++++ PROVIDED DATA
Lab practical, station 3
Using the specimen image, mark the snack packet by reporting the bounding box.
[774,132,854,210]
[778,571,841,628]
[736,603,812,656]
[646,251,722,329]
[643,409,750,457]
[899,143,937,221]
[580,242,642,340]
++++++++
++++ PROVIDED DATA
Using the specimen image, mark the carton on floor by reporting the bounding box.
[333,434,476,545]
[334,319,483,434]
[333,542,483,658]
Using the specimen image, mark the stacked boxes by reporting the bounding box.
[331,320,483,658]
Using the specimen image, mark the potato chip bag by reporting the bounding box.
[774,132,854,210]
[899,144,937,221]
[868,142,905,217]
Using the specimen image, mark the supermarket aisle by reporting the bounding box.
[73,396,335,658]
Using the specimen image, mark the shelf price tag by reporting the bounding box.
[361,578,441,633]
++++++++
▶ [PROMPT] Reproduce the lines of the items that begin at the line containing "Lab practical, station 3" and end after the line containing "[580,242,642,340]", including both of those lines.

▶ [SOLVED EXERCISE]
Lab practical, station 3
Using the specimen image, mark the snack packet by reporting the bounding box.
[774,132,854,210]
[778,571,841,628]
[736,603,812,656]
[646,251,722,329]
[643,409,750,457]
[899,143,937,221]
[580,242,642,340]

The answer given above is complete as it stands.